Consigna 1:
En el fragmento sobre las Decretales pseudo-isidorianas, ¿cuántas piezas inauténticas contiene la colección además de las auténticas?

Fragmento del documento:

★ ★ ★ ★

3. En esta lucha entre los obispos (apenas acusada en los medios de la curia papal) surgió la importantísima Colección de Decretales del Pseudo-Isidoro. Junto con las piezas auténticas contiene más de cien inauténticas, entre ellas la falsificación de la «Promesa de Quiercy» de Pipino, la susodicha «Donación de Constantino». La finalidad de la colección fue sin duda un mejoramiento cristiano en la cabeza y en los miembros. Una determinada serie de ideas se vuelve contra el régimen de la Iglesia estatal. Lo que ante todo se pretende es la seguridad de los obispos frente a las intromisiones de los grandes del mundo y el creciente poder de los metropolitanos. Por eso se insiste en que el ministerio episcopal procede directamente de Dios: «Los obispos (sólo) pueden ser juzgados por Dios». Por eso sus asuntos deben tratarse en los sínodos, que, no obstante, únicamente tienen jurisdicción si son convocados por el papa. Para garantizar todo esto se ensalza el poder del primado papal. El papa es «cabeza de toda la Iglesia y a un tiempo cabeza de todo el mundo». Por eso sólo al papa competen los derechos, hasta ahora detentados por el rey, de convocar y confirmar los concilios; los obispos acusados pueden apelar a él como a juez supremo; todos los asuntos de mayor importancia están absolutamente reservados a su decisión; son inválidas las leyes civiles que se oponen a los cánones y decretales.
La misma finalidad persiguen las colecciones, probablemente un poco anteriores, pero igualmente falsificadas, de Benedicto Levita y los llamados Capitula Angilramni (de sus 1.721 capítulos, sólo una cuarta parte, aproximadamente, son auténticos)[21].
El acrecentamiento del poder papal que aquí se persigue corresponde más o menos a la postura de Nicolás I. La coincidencia del punto de vista del papa con el de las Decretales pseudo-isidorianas es tan manifiesta, que se puede sostener «con buen fundamento» (Seppelt) que la célebre falsificación llegó a Roma por conducto de Rotardo.
4. La misma firmeza y valentía demostró Nicolás I en el asunto, sin duda más espinoso, del matrimonio de Lotario II: éste y su amante Waldrada, de la que tenía tres hijos (entre ellos un varón, que podía figurar como heredero del trono), estaban contra la legítima esposa, Teuteberga, hija de un conde borgoñón, con la que Lotario se había casado por motivos políticos, pero que fue repudiada porque no le daba ningún heredero. (Dado que tampoco sus hermanos tenían descendencia masculina, el aspecto político del asunto -la extinción de la rama lotaringia de la dinastía carolingia- cobró mayor relieve. Hasta el hermano mayor de Lotario, el emperador Ludovico II, intervino en favor de la disolución del matrimonio). Tres sínodos en la residencia de Aquisgrán, bajo la influencia de los metropolitanos de Colonia y de Tréveris y del obispo de Metz, hicieron al rey un flaco servicio: obligaron a Teuteberga a confesar un delito de incesto, declararon nulo su matrimonio y, por tanto, lícitas las segundas nupcias del rey; la reina tuvo que entrar en un convento. En seguida se celebró la boda con Waldrada. (Hincmaro no tomó parte; sin miedo alguno denunció las intrigas).

★ ★ ★ ★

Filas para procesar:
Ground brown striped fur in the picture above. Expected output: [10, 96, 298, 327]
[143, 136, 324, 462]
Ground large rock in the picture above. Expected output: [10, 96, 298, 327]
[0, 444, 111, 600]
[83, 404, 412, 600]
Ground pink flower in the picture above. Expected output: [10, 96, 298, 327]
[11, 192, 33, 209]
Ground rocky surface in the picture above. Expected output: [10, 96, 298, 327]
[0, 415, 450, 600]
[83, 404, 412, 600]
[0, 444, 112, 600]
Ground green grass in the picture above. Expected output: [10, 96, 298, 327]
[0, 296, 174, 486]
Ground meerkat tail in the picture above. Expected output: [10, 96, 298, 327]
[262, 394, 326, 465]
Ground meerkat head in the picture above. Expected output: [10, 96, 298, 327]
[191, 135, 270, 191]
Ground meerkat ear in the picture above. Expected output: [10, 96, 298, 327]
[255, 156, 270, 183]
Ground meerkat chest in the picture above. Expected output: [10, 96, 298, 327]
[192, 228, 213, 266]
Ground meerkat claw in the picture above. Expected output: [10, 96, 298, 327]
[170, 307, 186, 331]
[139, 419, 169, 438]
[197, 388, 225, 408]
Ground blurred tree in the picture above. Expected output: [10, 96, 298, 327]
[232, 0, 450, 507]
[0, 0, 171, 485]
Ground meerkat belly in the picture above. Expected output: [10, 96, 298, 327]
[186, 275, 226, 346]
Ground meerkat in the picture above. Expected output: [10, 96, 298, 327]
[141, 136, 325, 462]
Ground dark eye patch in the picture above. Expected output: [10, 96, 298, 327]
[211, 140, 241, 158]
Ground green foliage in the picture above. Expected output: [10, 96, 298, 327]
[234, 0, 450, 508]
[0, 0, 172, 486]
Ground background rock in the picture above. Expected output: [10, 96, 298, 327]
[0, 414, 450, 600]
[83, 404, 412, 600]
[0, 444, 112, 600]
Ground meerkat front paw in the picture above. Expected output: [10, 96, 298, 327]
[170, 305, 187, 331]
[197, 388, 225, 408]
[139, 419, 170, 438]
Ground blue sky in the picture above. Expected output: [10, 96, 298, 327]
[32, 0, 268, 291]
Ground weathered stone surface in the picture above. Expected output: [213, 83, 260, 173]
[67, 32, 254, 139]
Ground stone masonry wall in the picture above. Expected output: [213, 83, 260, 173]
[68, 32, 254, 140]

★ ★ ★ ★

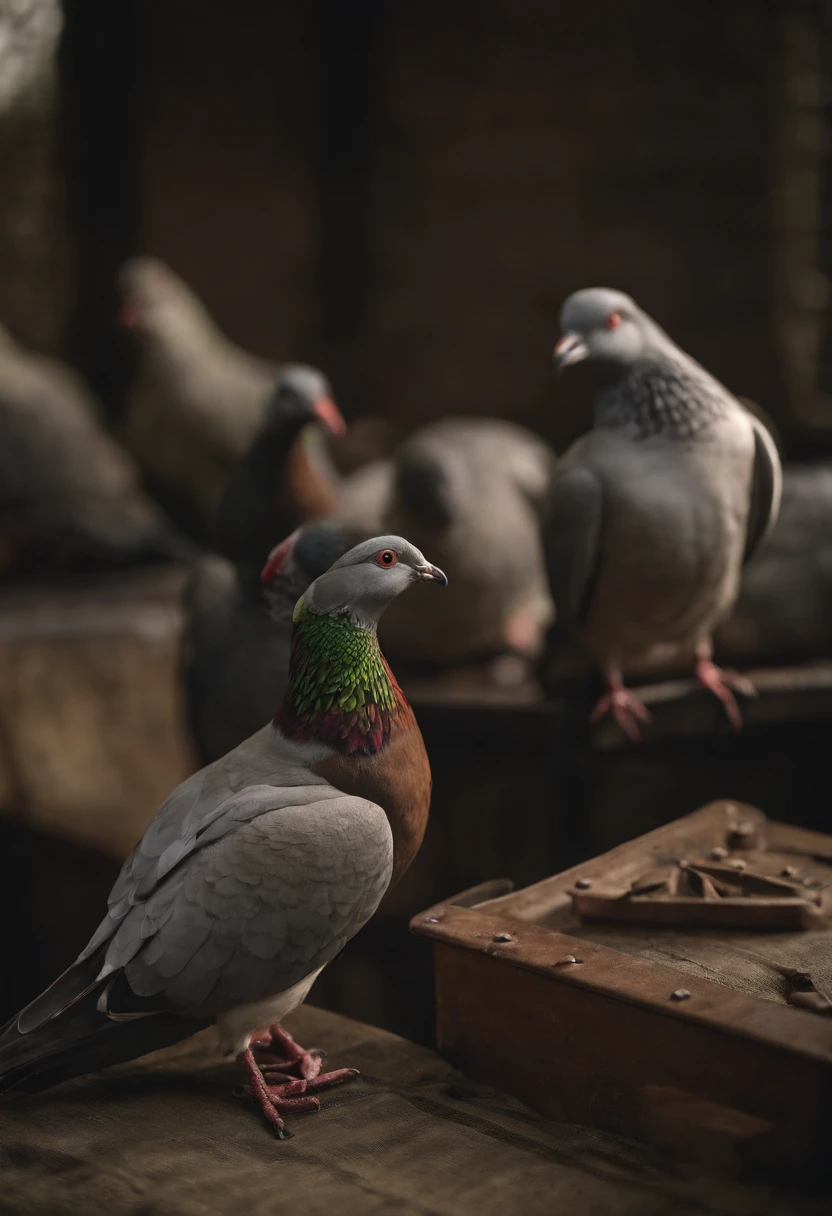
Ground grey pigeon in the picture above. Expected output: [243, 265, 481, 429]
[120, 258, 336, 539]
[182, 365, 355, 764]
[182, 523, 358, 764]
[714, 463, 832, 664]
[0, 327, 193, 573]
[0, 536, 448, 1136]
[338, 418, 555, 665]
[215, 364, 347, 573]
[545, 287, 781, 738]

★ ★ ★ ★

Consigna 2:
Extrae, tal cual y sin cambios, todas las filas desde la que contiene "Ground blurred tree" hasta la que contiene "[67, 32, 254, 139]", ambas incluidas, y ninguna otra.

Respuesta 1:
Más de cien.

Respuesta 2:
Ground blurred tree in the picture above. Expected output: [10, 96, 298, 327]
[232, 0, 450, 507]
[0, 0, 171, 485]
Ground meerkat belly in the picture above. Expected output: [10, 96, 298, 327]
[186, 275, 226, 346]
Ground meerkat in the picture above. Expected output: [10, 96, 298, 327]
[141, 136, 325, 462]
Ground dark eye patch in the picture above. Expected output: [10, 96, 298, 327]
[211, 140, 241, 158]
Ground green foliage in the picture above. Expected output: [10, 96, 298, 327]
[234, 0, 450, 508]
[0, 0, 172, 486]
Ground background rock in the picture above. Expected output: [10, 96, 298, 327]
[0, 414, 450, 600]
[83, 404, 412, 600]
[0, 444, 112, 600]
Ground meerkat front paw in the picture above. Expected output: [10, 96, 298, 327]
[170, 305, 187, 331]
[197, 388, 225, 408]
[139, 419, 170, 438]
Ground blue sky in the picture above. Expected output: [10, 96, 298, 327]
[32, 0, 268, 291]
Ground weathered stone surface in the picture above. Expected output: [213, 83, 260, 173]
[67, 32, 254, 139]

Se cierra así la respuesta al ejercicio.